**WORKING DATA**
______
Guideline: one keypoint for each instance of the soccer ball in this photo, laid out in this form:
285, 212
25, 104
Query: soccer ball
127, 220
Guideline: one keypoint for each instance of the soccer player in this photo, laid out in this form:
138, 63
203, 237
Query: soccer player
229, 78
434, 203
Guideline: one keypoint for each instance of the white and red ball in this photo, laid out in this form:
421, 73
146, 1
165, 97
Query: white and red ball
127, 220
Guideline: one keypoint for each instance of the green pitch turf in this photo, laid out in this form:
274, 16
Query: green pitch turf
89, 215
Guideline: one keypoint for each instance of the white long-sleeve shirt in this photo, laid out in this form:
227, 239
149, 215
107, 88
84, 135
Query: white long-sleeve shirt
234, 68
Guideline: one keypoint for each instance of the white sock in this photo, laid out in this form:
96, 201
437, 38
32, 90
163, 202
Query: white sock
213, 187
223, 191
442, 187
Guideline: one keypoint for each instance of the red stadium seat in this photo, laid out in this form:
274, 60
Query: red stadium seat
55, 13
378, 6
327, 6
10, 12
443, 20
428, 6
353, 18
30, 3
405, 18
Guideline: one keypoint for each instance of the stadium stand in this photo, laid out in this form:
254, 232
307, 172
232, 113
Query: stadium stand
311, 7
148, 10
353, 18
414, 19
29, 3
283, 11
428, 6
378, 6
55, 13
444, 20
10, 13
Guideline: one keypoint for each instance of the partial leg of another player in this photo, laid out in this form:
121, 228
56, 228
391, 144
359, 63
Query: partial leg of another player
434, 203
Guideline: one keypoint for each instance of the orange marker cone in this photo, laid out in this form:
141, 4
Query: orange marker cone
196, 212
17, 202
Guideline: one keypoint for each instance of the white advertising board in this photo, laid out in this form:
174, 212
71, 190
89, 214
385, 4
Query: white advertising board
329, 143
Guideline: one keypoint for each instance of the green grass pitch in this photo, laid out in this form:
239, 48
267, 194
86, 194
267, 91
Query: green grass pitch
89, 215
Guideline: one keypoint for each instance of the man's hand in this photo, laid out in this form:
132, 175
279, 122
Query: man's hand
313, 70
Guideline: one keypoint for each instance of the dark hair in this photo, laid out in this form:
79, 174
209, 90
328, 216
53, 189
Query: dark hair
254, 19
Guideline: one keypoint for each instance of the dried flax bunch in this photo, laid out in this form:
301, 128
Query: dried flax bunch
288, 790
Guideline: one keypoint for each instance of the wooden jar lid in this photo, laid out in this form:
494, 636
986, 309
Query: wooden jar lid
______
**STATED GOAL**
Using the records above, please retype only the run of lines from the line holding "Guideline: one keypoint for each instance of the man's" through the last line, both ends included.

**COMPLETE ANSWER**
Guideline: one keypoint for each instance of the man's hand in this photo, laid out in this form:
132, 175
279, 122
Query: man's hand
313, 70
Guideline: one keypoint for each instance of the dark hair in this photo, laid out in this form:
79, 174
209, 90
328, 216
53, 189
Query: dark hair
254, 19
Guideline: one keypoint for each instance of the dried flax bunch in this photo, laid out in this form:
301, 128
Query: dried flax bunch
288, 790
Guideline: one keypoint for each instance of the wooden jar lid in this photo, laid out in this form:
494, 636
986, 309
Query: wooden jar lid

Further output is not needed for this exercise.